== Written problem ==
Format the rows as a Markdown table, beginning with the line containing "Game engine object recognition — detect buttoned" and continuing through the line containing "104, 48, 177, 128". Use the columns Number and Record line, give each line its number in order, and leave out any blank lines.

== Dataset excerpts ==

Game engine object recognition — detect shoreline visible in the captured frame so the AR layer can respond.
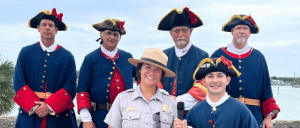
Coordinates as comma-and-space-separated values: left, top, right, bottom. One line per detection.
0, 116, 300, 128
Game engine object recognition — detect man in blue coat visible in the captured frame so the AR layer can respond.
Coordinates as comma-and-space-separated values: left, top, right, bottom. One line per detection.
13, 8, 77, 128
77, 19, 136, 128
211, 15, 280, 128
158, 7, 208, 112
174, 56, 259, 128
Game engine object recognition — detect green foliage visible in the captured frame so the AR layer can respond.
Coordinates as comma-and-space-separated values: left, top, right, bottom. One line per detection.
0, 55, 15, 115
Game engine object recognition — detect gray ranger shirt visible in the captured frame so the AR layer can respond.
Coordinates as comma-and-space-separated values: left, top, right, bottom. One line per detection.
104, 85, 177, 128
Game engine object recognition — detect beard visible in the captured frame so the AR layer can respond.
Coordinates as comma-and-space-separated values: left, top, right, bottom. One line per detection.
236, 34, 246, 44
176, 37, 186, 46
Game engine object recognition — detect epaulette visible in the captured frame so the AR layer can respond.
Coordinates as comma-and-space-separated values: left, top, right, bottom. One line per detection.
121, 88, 135, 93
159, 89, 170, 96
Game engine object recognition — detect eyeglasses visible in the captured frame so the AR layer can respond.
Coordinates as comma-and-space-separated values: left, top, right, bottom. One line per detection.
39, 23, 55, 28
103, 31, 120, 38
172, 28, 190, 34
152, 112, 161, 128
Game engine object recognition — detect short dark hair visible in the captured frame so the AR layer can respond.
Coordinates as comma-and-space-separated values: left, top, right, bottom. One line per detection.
136, 63, 166, 85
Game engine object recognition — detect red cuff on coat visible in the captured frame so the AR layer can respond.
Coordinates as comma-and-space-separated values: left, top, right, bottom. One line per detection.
14, 85, 41, 113
76, 92, 91, 114
188, 81, 208, 101
156, 81, 164, 89
260, 98, 280, 119
44, 88, 74, 114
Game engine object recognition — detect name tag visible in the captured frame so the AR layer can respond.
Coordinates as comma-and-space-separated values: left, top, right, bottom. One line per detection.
163, 105, 168, 112
126, 108, 135, 111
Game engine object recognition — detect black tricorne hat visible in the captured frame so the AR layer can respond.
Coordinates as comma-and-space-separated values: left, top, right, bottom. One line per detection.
92, 19, 126, 35
193, 56, 241, 80
28, 8, 67, 31
157, 7, 203, 31
222, 15, 259, 34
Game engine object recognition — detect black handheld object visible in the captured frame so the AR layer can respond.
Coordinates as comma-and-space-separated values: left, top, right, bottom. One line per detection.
177, 102, 184, 120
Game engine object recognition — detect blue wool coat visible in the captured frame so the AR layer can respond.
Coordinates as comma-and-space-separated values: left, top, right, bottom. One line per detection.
77, 48, 136, 128
163, 45, 208, 96
186, 97, 259, 128
13, 43, 77, 128
211, 48, 273, 125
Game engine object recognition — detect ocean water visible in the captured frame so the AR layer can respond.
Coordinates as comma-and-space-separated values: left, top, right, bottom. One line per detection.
8, 85, 300, 120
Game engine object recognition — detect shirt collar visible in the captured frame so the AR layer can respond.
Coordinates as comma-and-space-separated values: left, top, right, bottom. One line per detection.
175, 42, 192, 57
40, 41, 57, 52
227, 42, 251, 55
100, 44, 118, 58
131, 84, 163, 103
206, 92, 230, 107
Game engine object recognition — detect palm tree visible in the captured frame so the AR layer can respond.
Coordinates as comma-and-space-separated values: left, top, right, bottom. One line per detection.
0, 55, 15, 115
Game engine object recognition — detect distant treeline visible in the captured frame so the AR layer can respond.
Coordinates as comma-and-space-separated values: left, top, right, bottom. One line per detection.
271, 76, 300, 83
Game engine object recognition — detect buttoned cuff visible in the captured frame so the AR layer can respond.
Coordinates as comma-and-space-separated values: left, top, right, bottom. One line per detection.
29, 105, 39, 116
47, 104, 55, 116
79, 108, 92, 122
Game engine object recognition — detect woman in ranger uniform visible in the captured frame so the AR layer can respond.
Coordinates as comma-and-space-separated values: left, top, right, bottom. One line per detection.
104, 48, 177, 128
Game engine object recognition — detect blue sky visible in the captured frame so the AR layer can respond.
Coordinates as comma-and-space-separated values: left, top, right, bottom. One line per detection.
0, 0, 300, 77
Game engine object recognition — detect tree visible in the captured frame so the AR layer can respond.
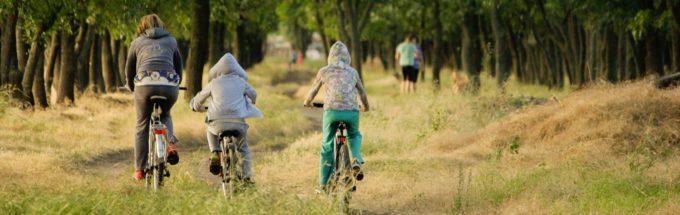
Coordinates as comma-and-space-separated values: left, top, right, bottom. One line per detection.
184, 0, 210, 101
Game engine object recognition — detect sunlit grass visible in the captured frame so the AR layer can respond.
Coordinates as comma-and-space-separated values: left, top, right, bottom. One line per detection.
0, 58, 680, 214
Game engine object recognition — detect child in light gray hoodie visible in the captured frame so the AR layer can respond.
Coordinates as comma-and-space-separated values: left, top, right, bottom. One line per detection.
189, 53, 262, 181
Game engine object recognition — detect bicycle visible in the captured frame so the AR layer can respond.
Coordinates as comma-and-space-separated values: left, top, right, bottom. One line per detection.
144, 96, 170, 192
118, 87, 186, 192
312, 102, 363, 213
218, 130, 245, 198
193, 107, 251, 198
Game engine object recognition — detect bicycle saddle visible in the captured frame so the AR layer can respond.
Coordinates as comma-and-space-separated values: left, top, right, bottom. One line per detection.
151, 96, 168, 101
218, 130, 241, 138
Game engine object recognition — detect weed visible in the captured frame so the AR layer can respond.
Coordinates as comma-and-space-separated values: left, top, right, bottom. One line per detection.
508, 135, 522, 154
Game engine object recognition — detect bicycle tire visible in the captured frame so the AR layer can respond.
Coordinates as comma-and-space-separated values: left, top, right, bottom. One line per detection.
336, 143, 354, 213
228, 142, 239, 196
144, 127, 156, 191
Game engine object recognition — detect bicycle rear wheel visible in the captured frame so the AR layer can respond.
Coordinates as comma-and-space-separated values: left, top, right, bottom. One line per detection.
335, 143, 354, 213
220, 137, 236, 198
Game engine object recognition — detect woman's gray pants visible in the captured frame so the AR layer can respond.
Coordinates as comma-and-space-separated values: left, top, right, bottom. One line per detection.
206, 121, 253, 178
134, 85, 179, 170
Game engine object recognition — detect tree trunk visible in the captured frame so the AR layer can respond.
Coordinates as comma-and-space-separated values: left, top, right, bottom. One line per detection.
32, 53, 49, 109
116, 40, 128, 86
645, 29, 663, 76
314, 0, 330, 54
208, 22, 224, 67
87, 34, 102, 93
56, 30, 76, 105
462, 0, 482, 94
344, 1, 363, 80
0, 4, 17, 85
76, 25, 95, 93
43, 32, 61, 92
21, 28, 44, 105
101, 31, 117, 93
605, 26, 619, 83
14, 16, 27, 84
184, 0, 210, 101
432, 0, 444, 89
491, 6, 512, 92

== Task output ==
| Number | Record line |
|---|---|
| 1 | Game engine object recognition — detect buttoned cuff visible in the captured frame so the AR layer can respond. |
| 2 | Coordinates as comma-and-space-separated values: left, top, right, bottom. One line per detection. |
| 3 | 29, 105, 39, 116 |
| 4 | 47, 104, 55, 116 |
| 5 | 79, 108, 92, 122 |
| 6 | Game engine object recognition — detect woman in ranger uniform visible in the captured frame so the AR layer can respond. |
| 7 | Coordinates as comma-and-space-separated values: left, top, right, bottom. One line per detection. |
| 8 | 104, 48, 177, 128 |